▶ [Problem to work on]
Provide an exact repetition of every entry, with no word altered.

Point localization data:
--------------------
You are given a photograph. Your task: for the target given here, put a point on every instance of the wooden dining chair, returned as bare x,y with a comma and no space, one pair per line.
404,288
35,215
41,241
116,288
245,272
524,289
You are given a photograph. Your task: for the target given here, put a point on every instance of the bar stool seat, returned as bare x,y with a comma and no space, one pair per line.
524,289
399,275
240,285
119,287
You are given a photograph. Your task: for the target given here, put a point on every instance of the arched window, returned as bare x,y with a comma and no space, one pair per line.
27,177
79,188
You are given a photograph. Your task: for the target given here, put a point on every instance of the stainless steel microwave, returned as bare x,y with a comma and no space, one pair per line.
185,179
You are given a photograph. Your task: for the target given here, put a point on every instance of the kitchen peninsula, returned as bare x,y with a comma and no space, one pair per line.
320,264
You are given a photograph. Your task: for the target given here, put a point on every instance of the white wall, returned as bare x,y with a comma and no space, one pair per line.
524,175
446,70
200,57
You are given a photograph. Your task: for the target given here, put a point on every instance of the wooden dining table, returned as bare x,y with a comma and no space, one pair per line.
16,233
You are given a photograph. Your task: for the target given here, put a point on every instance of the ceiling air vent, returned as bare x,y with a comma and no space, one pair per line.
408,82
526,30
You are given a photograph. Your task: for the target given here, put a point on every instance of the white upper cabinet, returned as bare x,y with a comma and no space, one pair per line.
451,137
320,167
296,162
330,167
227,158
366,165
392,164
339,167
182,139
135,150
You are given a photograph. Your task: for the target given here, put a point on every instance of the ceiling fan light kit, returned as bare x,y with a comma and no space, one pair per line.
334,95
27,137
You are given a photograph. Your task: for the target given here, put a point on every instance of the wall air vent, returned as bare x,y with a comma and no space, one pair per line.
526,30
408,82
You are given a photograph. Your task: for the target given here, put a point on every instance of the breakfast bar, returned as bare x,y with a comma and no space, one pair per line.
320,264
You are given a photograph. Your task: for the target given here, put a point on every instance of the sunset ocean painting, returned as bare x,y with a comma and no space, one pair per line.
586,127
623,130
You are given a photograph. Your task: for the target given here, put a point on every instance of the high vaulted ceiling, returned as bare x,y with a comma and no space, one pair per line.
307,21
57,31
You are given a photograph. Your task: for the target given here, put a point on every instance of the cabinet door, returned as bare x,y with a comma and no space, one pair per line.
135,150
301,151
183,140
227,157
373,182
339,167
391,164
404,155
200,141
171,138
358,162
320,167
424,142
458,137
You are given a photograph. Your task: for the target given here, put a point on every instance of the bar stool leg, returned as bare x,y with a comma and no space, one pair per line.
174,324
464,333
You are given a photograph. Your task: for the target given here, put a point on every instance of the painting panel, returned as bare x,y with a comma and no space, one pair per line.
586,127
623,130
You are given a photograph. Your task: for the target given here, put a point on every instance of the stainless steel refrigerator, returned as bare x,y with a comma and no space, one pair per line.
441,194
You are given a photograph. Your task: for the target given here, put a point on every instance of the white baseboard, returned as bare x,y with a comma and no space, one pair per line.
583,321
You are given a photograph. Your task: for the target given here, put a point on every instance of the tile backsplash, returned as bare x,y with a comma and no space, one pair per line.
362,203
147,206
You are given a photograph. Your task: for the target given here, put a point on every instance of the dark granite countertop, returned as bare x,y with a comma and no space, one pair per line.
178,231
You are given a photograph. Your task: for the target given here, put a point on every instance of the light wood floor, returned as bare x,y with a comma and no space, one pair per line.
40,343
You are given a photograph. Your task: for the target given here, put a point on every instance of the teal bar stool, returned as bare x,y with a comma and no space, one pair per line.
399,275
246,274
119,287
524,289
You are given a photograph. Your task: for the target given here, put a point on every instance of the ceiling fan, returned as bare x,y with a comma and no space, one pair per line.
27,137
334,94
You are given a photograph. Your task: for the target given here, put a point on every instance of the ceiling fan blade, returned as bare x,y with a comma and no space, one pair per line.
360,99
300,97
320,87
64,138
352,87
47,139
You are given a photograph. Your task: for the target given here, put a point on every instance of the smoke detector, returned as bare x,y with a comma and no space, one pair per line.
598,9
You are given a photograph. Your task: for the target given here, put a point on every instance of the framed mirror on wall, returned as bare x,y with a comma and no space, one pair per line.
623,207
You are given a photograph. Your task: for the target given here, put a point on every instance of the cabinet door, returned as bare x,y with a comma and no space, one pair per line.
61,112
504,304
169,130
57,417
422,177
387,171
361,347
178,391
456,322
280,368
--------------------
▶ [Exercise answer]
You are given a photograph. Your task: for the target given here, put a point on every instance of the wooden dining chair, returned as bare x,y with a comma and no space, one pair per line.
404,288
35,215
41,241
116,288
245,272
524,289
You are given a photograph. Your task: for the target given here, put a point on every instance of the bar stool seat, returned as bare x,y with a comma and no space, one pair per line.
524,289
399,275
240,285
119,287
You are given a photograph. Your task: for the target given here, put a point on every instance of the arched window, returned as bare x,y with a comma and no space, one pair per line.
27,177
79,188
You are given a photograph. Your task: for the target given here, put a point on every instance of the stainless steel microwave, returned as bare x,y with a comma and no space, one pair per line.
185,179
You are given a photograph. Your task: for the target given here, put a point on every instance of the kitchen peninsula, returned as bare x,y with a comma and no space, one pair per line.
320,264
You are given a photograph. Your task: for the target given here, put a point on every instance of the white wall, returned as bare x,y with a comma and no space, one pair per line.
524,175
446,70
200,57
You are given a photograph. Your task: for the target given here, put a point on every instance of the wooden dining table, returned as bare x,y with a comma and no space, one pair per line.
16,233
You are given a photograph. Your task: for the target given here, put a point on every instance of the ceiling air vent, returned as bare x,y with a comma and no space, one pair per line.
408,82
526,30
You are given a photograph. Your task: for the target given here, put a point on every instance of the white upper cabinet, returned as bare x,y with a comma and no space, one pair per line.
451,137
320,167
296,162
330,167
227,158
366,165
392,164
339,167
182,139
135,150
You are given a photograph. Your task: for the target given here, put a point on every instance of the ceiling fan light kit, returned as bare x,y with a comma and no space, one pair per line.
334,95
27,137
You are given a photograph. Your task: for the target given here, put a point on every instance of the wall air vent, returned as bare x,y with a comma and no space, one pair per line.
526,30
408,82
You are given a photograph. Your task: for the target given here, put a point on every instance of the breakfast bar, returned as bare x,y with a comma and no space, one pair per line.
320,264
You are given a photograph. Your task: for the target given here, put a point on every instance of the sunset ocean painting, returned as bare x,y with a comma and no space, one pair per line.
586,127
623,130
You are given a photograph. Your task: for the target given here, put a point on every instance of the high vaulted ceiling, returned as bare x,y with a comma and no space, one pair per line.
307,21
57,31
You are given a photograph. Your task: for the target given here, put a point on every instance of the cabinet door, returned as bare x,y with a comma and no space, one pair per line.
135,150
301,151
183,140
227,157
373,182
339,167
391,164
404,155
200,141
171,138
358,162
320,167
424,142
458,137
You are given a photograph. Your task: for the target given here, put a point on every instance of the bar stool leg, returned as bare x,y with a comma and no space, one pair per line.
174,324
464,333
You are given a photograph. Your task: for the target given here, put a point on every instance of the painting panel, returned as bare x,y with a comma and no space, one pair per line.
586,127
623,130
You are given a photograph. Your task: for the target given here, put a point on every instance of the stainless steel refrigerator, returned as bare x,y with a comma and no space, one pair per line.
441,194
You are given a photograph. Your task: for the target given here, put a point on every instance of the white baseboard, returned as bare x,y with a comma and no space, one pair per line.
583,321
You are given a photograph. Your task: for the target given here, put a point on every instance of the tile backsplash, returned as bare x,y with a comma and no space, one pair per line.
362,203
147,206
You are given a photograph. Your task: for the target given here, put a point on every instance of the dark granite countertop, returned as bare x,y with a comma and no space, one pair per line.
178,231
You are given a photograph. Your task: for the target given here, put a point on every instance of the light wood floor, returned as bare x,y with a comma and no space, one pair per line.
40,343
You are given a photograph. Your task: for the target given here, put a point on every instance of the teal bar stool, returned as bare x,y with a comma and no space, one pair per line.
399,275
246,274
119,287
524,289
You are given a photograph. Your task: for the target given here, put a point on every instance of the ceiling fan, returned as bare x,y with a comma and no space, one pair per line.
27,137
334,94
You are given a photograph. Your task: for the target given here, put a point on every instance of the ceiling fan blade, returned as bare x,y with a comma and no space, one pair per line.
360,99
300,97
320,87
64,138
352,87
47,139
You are given a photograph. Your task: for the target given here, put a point on every instance of the smoke detector, returned as bare x,y with a comma and no space, one pair per line.
598,9
You are given a photograph. Your task: for the target given here, put a point on every instance of the framed mirror on wall, returned as bare x,y with a comma and no space, one pair per line.
623,207
You are given a photograph. Your task: for the target given here, put a point on every instance of the cabinet door, returned as bare x,y with a comma and no space, one pair per line.
61,112
504,304
169,130
57,417
422,177
387,171
361,347
178,391
456,322
280,368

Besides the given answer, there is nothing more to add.